Document text →
============
[R-sig-Geo] Exporting Multipolygon geojson with rgdal::writeOGR

Andy Teucher andy.teucher at gmail.com
Mon Nov 2 23:42:32 CET 2015


Amazing (and fast) work Roger, and thanks for the great explanation.
I can see why you wouldn't want to redo the way Polygons objects are
structured - I'm sure it would be break a huge amount of existing
code.

Just curious, does OSX take longer because you have to deal with
multiple possible GDAL versions?

Thanks again,
Andy

On Mon, Nov 2, 2015 at 1:21 PM, Roger Bivand <Roger.Bivand at nhh.no> wrote:
> Hi Andy,
>
> On Mon, 26 Oct 2015, Andy Teucher wrote:
>
>> Hi Roger,
>>
>> Sorry I haven't been much help here - it's not for lack of trying,
>> just lack of skills. I've been poring through OGR_write.cpp and trying
>> to figure out language and the flow of things... a few thoughts
>> occurred to me (which are probably obvious to you):
>>
>
> Your example was very helpful, the problem was that when writeOGR() and the
> underlying compiled code was written, the model used was that of the ESRI
> Shapefile driver, rather than OGC SFS, which was first published in 2004.
> Most older formats (and their drivers in OGR) use a OGR geometry factory
> function to organize polygons on reading - but this is not present in
> shapelib (bundled with the R maptools package), so when designing polygon
> classes for sp, and writing rgdal::writeOGR() about 10 years ago, this was
> not known, and was not revisited subsequently, until you happily spotted the
> bug.
============
Task instructions →
1. Reproduce the part of the thread that begins at the words "[R-sig-Geo] Exporting Multipolygon" and stops after the words "possible GDAL versions?".
2. Answer these questions about the thread:
(a) What date and time are given for Andy Teucher's message?
(b) Which source file had Andy been poring through?
(c) Whose driver's model was used when writeOGR() was first written?
The records after the thread are not needed.

Items from a data source →
============
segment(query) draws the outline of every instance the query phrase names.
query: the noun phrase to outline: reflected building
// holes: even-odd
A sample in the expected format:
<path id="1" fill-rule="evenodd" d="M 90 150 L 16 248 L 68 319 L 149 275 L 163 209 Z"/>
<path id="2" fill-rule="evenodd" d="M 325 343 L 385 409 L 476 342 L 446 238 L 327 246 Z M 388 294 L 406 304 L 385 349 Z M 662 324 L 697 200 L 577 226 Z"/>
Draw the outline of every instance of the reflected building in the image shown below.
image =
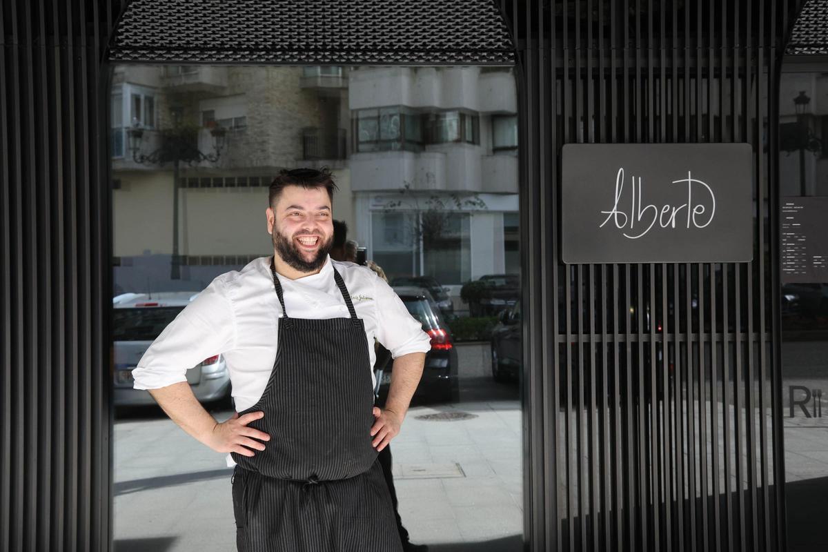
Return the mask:
<path id="1" fill-rule="evenodd" d="M 112 94 L 116 292 L 201 289 L 267 255 L 267 186 L 285 167 L 328 166 L 335 216 L 391 276 L 460 285 L 518 273 L 518 118 L 511 68 L 117 65 Z M 180 281 L 174 170 L 139 163 L 176 122 L 216 162 L 182 163 Z M 167 198 L 164 200 L 164 198 Z M 153 223 L 146 224 L 152 214 Z M 141 239 L 136 239 L 140 235 Z"/>

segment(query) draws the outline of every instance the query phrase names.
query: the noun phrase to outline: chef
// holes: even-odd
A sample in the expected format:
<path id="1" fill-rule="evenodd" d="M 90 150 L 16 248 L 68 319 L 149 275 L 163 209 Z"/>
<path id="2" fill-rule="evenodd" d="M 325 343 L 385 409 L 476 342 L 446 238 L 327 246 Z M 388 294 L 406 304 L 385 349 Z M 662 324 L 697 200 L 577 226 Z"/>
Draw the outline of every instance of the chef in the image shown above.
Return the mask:
<path id="1" fill-rule="evenodd" d="M 270 186 L 273 256 L 213 282 L 133 370 L 185 431 L 235 463 L 240 552 L 402 550 L 378 451 L 400 431 L 430 338 L 370 269 L 332 261 L 326 170 L 282 170 Z M 373 406 L 373 340 L 394 358 Z M 238 410 L 218 422 L 185 369 L 222 354 Z"/>

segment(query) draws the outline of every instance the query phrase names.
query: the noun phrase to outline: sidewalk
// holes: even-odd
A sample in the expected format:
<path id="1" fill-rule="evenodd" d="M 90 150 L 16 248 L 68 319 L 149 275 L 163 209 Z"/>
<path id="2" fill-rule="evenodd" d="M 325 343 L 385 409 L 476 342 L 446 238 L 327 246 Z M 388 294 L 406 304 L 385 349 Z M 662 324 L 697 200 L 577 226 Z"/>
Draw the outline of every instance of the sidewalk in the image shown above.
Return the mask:
<path id="1" fill-rule="evenodd" d="M 516 390 L 474 379 L 464 382 L 460 393 L 463 401 L 454 405 L 412 408 L 394 439 L 403 524 L 412 541 L 434 545 L 437 552 L 520 550 Z M 230 412 L 214 415 L 224 420 Z M 224 454 L 204 447 L 157 410 L 116 420 L 114 434 L 118 552 L 236 550 L 232 470 L 224 466 Z"/>

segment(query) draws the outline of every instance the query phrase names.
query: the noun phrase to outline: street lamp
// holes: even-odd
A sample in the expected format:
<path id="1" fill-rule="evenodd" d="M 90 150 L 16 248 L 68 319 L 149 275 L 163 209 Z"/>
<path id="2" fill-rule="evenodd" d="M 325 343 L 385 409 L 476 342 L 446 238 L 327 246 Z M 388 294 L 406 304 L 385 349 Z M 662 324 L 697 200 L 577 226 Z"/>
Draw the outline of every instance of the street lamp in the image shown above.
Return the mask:
<path id="1" fill-rule="evenodd" d="M 165 163 L 172 163 L 172 260 L 170 278 L 180 280 L 181 275 L 178 256 L 178 190 L 181 187 L 179 166 L 182 161 L 188 165 L 201 161 L 211 163 L 218 161 L 221 151 L 224 147 L 227 131 L 219 125 L 214 125 L 210 128 L 214 151 L 202 153 L 198 148 L 198 127 L 181 124 L 183 113 L 181 108 L 171 108 L 170 113 L 172 115 L 172 127 L 159 131 L 161 146 L 157 149 L 148 154 L 142 152 L 144 129 L 138 121 L 133 122 L 132 127 L 127 132 L 127 137 L 129 149 L 132 152 L 132 160 L 136 163 L 142 165 L 157 164 L 161 166 Z"/>
<path id="2" fill-rule="evenodd" d="M 811 98 L 805 94 L 805 90 L 800 90 L 799 95 L 793 98 L 793 105 L 797 113 L 797 125 L 799 127 L 797 132 L 797 146 L 799 149 L 799 194 L 805 196 L 805 151 L 818 152 L 821 147 L 820 141 L 811 134 L 811 129 L 807 123 L 808 104 L 811 103 Z"/>

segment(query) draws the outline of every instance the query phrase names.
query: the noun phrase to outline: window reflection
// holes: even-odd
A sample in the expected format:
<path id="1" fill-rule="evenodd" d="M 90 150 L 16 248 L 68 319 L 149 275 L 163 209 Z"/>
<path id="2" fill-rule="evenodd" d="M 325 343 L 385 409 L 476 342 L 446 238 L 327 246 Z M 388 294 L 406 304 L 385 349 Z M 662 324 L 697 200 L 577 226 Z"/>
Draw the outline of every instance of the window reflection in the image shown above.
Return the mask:
<path id="1" fill-rule="evenodd" d="M 134 391 L 136 358 L 191 296 L 218 275 L 272 253 L 263 213 L 273 176 L 285 167 L 328 166 L 339 188 L 335 218 L 431 338 L 406 429 L 393 445 L 400 512 L 412 540 L 484 543 L 522 534 L 516 97 L 510 68 L 117 66 L 116 401 Z M 174 129 L 189 137 L 187 155 L 166 151 Z M 223 132 L 218 156 L 216 129 Z M 137 146 L 130 142 L 136 130 Z M 133 147 L 145 156 L 166 149 L 137 162 Z M 171 270 L 174 264 L 179 270 Z M 176 302 L 159 303 L 167 295 Z M 219 354 L 187 372 L 217 418 L 229 415 L 229 373 Z M 381 396 L 389 377 L 390 367 L 378 374 Z M 161 415 L 119 412 L 140 427 L 141 447 L 167 435 L 159 449 L 223 467 L 209 450 L 178 451 L 185 438 L 172 439 Z M 431 421 L 455 412 L 468 416 Z M 126 452 L 137 446 L 134 434 L 116 430 L 117 464 L 139 467 Z M 172 463 L 154 473 L 181 477 L 181 469 Z M 223 489 L 224 482 L 214 479 Z M 477 506 L 458 502 L 484 487 L 493 491 Z M 150 486 L 131 502 L 116 497 L 116 535 L 130 535 L 134 509 L 157 508 L 159 489 Z M 498 522 L 477 523 L 477 507 L 496 510 Z M 431 516 L 436 508 L 444 514 L 439 527 Z M 232 537 L 198 523 L 175 531 L 184 546 L 199 534 L 217 542 Z"/>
============
Answers to the exercises →
1.
[R-sig-Geo] Exporting Multipolygon geojson with rgdal::writeOGR

Andy Teucher andy.teucher at gmail.com
Mon Nov 2 23:42:32 CET 2015


Amazing (and fast) work Roger, and thanks for the great explanation.
I can see why you wouldn't want to redo the way Polygons objects are
structured - I'm sure it would be break a huge amount of existing
code.

Just curious, does OSX take longer because you have to deal with
multiple possible GDAL versions?

2.
(a) Mon Nov 2 23:42:32 CET 2015
(b) OGR_write.cpp
(c) The ESRI Shapefile driver's